## THE PROBLEM
Please list every line in the rows below that contains the word "truck", copying each such line in full.

Entries drawn from a collection:
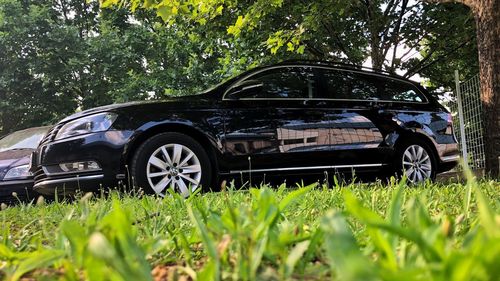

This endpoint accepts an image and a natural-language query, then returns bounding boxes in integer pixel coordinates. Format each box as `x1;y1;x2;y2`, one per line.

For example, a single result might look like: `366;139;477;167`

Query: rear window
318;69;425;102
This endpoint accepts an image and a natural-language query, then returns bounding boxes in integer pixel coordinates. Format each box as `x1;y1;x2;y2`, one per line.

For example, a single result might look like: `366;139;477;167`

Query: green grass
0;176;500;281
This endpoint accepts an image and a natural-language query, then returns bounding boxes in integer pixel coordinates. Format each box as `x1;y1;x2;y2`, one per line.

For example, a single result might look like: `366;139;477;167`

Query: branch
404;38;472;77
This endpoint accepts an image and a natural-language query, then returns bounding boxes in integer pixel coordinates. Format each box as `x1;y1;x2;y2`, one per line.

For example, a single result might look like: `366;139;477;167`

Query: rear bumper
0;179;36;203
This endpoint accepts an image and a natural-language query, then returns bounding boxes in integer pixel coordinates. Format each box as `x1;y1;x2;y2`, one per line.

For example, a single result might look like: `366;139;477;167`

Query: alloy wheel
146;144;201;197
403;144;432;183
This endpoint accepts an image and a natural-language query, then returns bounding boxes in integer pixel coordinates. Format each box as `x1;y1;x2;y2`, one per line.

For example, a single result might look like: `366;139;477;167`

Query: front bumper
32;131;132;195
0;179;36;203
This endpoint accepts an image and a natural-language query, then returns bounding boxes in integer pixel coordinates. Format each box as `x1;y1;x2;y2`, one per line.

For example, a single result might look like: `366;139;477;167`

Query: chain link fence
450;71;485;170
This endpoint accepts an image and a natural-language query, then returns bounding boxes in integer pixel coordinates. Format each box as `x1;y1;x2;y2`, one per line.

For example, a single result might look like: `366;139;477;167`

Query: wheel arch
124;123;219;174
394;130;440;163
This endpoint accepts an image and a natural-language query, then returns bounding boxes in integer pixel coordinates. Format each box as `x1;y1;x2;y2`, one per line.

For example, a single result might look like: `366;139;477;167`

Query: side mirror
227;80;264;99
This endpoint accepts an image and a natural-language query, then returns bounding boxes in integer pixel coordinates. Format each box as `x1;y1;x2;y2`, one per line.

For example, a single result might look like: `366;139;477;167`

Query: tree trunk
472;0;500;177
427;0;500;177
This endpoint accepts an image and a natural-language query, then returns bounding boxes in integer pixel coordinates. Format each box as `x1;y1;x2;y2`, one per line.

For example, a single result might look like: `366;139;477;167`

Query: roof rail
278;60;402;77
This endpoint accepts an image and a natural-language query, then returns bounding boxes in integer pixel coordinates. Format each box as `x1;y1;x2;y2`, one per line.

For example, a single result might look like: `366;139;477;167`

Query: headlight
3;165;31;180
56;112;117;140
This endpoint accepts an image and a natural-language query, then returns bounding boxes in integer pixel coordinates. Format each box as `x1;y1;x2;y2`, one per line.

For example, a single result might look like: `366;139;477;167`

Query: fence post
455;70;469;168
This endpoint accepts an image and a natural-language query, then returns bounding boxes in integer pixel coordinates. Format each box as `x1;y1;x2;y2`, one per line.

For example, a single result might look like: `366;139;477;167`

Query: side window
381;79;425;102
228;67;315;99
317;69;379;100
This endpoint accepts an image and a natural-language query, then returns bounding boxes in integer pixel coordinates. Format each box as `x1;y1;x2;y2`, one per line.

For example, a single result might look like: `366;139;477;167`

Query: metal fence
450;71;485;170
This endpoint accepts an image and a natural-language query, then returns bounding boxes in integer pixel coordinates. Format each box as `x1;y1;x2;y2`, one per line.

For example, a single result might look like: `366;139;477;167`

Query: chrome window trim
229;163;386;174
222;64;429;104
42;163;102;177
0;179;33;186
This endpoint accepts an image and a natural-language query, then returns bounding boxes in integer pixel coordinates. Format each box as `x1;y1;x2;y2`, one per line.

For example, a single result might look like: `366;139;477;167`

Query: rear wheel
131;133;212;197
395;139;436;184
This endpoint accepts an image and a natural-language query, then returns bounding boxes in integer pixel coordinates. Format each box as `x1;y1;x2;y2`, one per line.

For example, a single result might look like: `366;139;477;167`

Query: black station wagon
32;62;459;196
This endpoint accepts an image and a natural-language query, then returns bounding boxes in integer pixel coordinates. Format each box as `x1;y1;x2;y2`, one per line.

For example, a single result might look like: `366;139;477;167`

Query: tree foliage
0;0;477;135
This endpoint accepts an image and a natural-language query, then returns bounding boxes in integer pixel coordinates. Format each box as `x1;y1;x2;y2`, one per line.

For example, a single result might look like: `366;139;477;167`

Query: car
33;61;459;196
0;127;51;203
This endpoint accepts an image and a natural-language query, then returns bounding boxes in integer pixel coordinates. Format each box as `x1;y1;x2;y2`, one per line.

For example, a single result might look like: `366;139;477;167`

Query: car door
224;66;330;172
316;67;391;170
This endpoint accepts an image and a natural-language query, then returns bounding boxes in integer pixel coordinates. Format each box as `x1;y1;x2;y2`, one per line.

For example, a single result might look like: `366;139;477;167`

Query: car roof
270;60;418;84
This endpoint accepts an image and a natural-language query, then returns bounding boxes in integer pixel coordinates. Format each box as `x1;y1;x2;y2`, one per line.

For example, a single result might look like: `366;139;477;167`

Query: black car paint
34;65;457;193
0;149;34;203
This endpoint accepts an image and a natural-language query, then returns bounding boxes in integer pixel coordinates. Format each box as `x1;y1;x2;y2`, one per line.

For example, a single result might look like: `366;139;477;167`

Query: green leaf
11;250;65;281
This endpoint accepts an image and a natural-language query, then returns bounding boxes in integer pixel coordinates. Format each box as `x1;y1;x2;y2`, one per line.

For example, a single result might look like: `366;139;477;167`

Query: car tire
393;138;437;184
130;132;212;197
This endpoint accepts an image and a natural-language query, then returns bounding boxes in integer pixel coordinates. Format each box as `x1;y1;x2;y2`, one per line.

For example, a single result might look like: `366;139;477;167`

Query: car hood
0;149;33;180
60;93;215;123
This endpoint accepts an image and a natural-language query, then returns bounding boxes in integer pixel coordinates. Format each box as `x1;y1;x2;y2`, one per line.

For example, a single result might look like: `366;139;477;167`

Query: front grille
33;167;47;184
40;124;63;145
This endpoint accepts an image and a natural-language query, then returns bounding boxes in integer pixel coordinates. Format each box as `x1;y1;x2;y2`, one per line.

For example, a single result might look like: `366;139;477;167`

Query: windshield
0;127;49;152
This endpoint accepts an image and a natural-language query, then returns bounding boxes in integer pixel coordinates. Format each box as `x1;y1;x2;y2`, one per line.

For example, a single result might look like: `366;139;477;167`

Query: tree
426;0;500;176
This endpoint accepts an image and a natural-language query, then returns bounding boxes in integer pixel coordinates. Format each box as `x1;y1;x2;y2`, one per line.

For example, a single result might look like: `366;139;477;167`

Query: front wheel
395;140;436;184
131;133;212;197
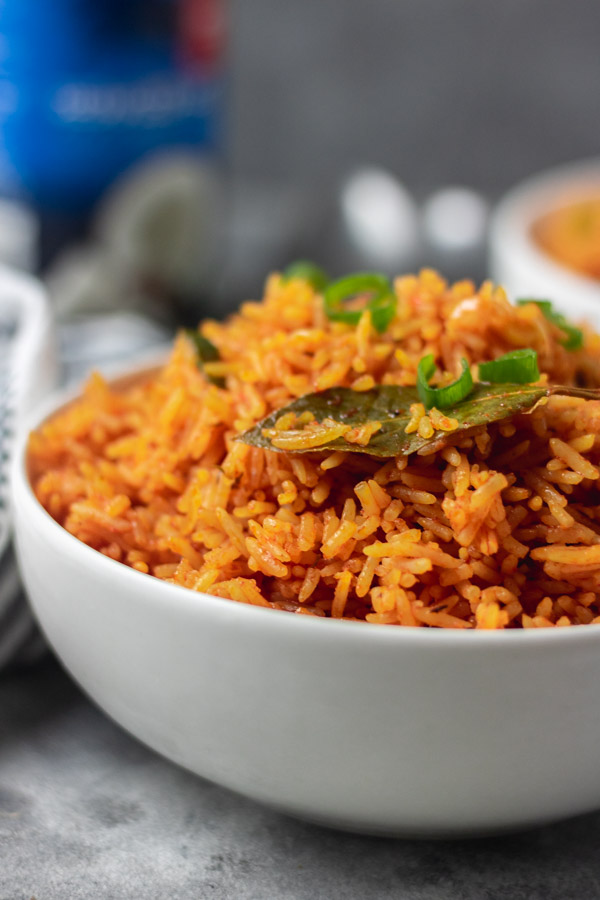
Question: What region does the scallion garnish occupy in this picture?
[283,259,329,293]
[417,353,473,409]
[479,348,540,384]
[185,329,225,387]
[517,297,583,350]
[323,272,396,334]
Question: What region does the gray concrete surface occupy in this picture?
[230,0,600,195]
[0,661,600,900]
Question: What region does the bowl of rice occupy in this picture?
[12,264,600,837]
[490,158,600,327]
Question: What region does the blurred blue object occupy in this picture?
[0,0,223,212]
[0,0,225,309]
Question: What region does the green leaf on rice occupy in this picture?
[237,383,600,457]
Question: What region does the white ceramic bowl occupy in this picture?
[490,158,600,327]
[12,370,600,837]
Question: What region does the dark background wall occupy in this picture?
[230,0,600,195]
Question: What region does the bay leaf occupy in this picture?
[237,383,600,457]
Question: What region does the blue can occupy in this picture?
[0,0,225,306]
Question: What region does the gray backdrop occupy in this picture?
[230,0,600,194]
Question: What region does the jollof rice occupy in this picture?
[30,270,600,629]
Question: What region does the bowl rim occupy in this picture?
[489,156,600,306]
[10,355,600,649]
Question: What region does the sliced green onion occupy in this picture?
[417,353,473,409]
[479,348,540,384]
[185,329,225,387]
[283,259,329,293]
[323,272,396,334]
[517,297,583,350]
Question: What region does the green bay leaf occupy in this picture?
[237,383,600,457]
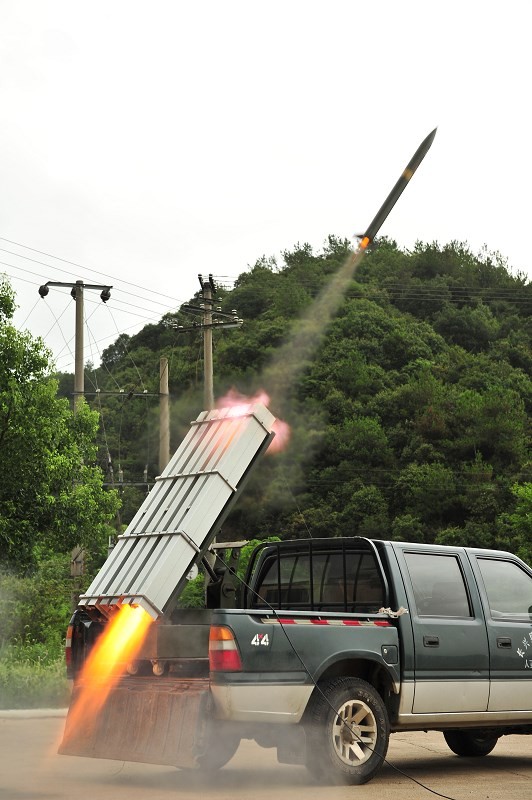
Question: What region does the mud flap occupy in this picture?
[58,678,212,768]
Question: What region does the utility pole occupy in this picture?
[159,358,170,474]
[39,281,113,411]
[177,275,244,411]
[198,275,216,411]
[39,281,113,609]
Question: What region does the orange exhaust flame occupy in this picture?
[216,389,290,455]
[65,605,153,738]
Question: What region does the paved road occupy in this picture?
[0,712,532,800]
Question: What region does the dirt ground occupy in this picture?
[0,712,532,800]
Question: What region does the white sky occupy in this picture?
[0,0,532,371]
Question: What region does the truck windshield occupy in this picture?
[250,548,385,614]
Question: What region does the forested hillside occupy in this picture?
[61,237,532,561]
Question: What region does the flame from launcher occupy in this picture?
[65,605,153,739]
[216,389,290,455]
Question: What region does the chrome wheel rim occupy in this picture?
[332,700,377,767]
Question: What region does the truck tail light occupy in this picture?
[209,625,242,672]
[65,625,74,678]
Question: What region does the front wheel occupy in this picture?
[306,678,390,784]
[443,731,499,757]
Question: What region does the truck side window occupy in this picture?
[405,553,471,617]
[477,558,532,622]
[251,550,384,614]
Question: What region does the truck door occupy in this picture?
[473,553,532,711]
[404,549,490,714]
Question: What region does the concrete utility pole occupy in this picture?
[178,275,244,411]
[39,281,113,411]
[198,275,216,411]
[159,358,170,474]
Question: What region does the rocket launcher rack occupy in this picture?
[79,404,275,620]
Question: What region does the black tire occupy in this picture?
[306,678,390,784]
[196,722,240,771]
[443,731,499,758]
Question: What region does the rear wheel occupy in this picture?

## TASK SOLUTION
Question: What region does the truck windshield occupy in this picture?
Question: What region does the truck tail light occupy in this picture?
Question: What region does the truck side window occupy in this picture?
Question: What region does the truck door occupy in this picture?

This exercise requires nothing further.